Written request. Return the records in full, exactly as given.

Stored records
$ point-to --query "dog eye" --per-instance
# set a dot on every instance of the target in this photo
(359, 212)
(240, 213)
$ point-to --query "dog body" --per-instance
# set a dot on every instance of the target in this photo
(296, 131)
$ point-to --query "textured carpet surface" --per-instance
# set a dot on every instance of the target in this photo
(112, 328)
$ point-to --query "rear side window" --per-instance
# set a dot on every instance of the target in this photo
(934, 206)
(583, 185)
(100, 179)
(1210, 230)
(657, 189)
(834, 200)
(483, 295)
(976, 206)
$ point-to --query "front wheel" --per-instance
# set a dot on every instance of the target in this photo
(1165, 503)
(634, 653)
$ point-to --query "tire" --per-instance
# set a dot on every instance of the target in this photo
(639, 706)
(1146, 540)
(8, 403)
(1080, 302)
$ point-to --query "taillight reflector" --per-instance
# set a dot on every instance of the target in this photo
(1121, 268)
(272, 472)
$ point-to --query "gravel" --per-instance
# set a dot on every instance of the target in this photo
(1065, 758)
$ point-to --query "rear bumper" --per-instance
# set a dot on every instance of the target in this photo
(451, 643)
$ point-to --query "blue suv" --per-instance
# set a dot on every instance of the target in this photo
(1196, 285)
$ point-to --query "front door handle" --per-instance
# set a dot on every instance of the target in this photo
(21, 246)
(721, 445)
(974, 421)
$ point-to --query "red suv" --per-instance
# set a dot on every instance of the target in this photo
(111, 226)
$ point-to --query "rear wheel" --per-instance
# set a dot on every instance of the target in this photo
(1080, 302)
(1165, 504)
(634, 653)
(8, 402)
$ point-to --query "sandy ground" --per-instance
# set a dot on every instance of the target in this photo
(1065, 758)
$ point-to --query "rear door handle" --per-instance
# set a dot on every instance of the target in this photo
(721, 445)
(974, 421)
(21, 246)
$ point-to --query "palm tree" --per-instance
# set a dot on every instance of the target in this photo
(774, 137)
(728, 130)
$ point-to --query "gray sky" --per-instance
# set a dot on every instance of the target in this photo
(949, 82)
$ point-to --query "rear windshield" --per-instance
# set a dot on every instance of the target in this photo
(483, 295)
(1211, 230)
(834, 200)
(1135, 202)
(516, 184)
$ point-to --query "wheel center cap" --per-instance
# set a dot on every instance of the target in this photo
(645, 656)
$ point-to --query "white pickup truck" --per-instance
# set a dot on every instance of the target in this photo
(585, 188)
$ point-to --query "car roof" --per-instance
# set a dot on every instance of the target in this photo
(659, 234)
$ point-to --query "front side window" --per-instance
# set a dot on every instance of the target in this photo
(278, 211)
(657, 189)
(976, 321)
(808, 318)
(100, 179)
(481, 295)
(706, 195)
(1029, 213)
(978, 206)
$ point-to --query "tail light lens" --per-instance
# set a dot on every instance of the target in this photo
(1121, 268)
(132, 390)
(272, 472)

The result.
$ point-to --query "dog eye" --per-instance
# set a dot on every instance of the target in this photo
(359, 212)
(240, 213)
$ point-to --query "dog body" --per-instance
# set a dot on every instance of the target in this photo
(296, 131)
$ point-to --query "textured carpet surface" --per-instance
# set a dot on every instance of the target in this photo
(112, 328)
$ point-to --query "rear side window" --per-instance
# set a dot on every instance of the target in this photo
(934, 206)
(583, 185)
(100, 179)
(1210, 230)
(657, 189)
(834, 200)
(483, 295)
(976, 206)
$ point-to --query "front wheel" --per-instance
# set a dot on every instance of the target in this photo
(1165, 503)
(634, 653)
$ point-to --query "tire" --per-instance
# set a dot on every instance of the target in this photo
(639, 706)
(1146, 540)
(8, 403)
(1080, 302)
$ point-to --query "taillight reflector" --per-instance
# set a dot on every instance of the target in this photo
(1121, 268)
(272, 472)
$ point-to --query "gravel" --per-instance
# set a dot on every instance of the target in this photo
(1065, 758)
$ point-to --query "rear bumper" --per-instance
# set a dot on every instance of the target in this photo
(451, 643)
$ point-to --query "blue suv" --per-instance
# set a dot on every instance of the target in this photo
(1196, 285)
$ point-to --query "front door handle" --per-instance
# set a dot on every instance of the target in this photo
(21, 246)
(721, 445)
(974, 421)
$ point-to --query "red suv" --per-instance
# set a dot on every instance of the target in this photo
(111, 226)
$ point-to --query "rear wheel" --per-instance
# set a dot on every instance of the target in this photo
(1080, 302)
(1165, 504)
(634, 653)
(8, 402)
$ point-to --query "sandy ground" --per-instance
# set a dot on every instance of the target in this photo
(1065, 758)
$ point-to --query "rear door handle" --per-instance
# set a dot on every instance of the target in this photo
(721, 445)
(974, 421)
(21, 246)
$ point-to --query "palm tree" --per-instance
# set a dot on every instance of the target in this photo
(774, 137)
(728, 130)
$ point-to --query "gray sky" --per-instance
# set a dot on every instance of the target in this photo
(949, 82)
$ point-to --query "rear windshield" --per-instance
# set a dot on every instance of the target in this photo
(483, 295)
(1211, 230)
(834, 200)
(1135, 202)
(516, 184)
$ point-to --query "wheel center cap" --per-instance
# set a dot on every instance of the target in this photo
(645, 656)
$ point-to --query "white pickup truck" --per-instance
# set a dot on every instance of the target in this photo
(585, 188)
$ point-to --query "car roof" --per-instance
# set a dot on every instance of the target in this photo
(659, 234)
$ point-to --query "front side window" --per-instance
# set a dot on every instance of the target in this photo
(278, 211)
(657, 189)
(976, 321)
(808, 318)
(100, 179)
(481, 295)
(706, 195)
(1029, 213)
(978, 206)
$ point-to --query "tail light lens" --per-instance
# set a dot on every instance of the target in this photo
(1121, 268)
(132, 390)
(272, 472)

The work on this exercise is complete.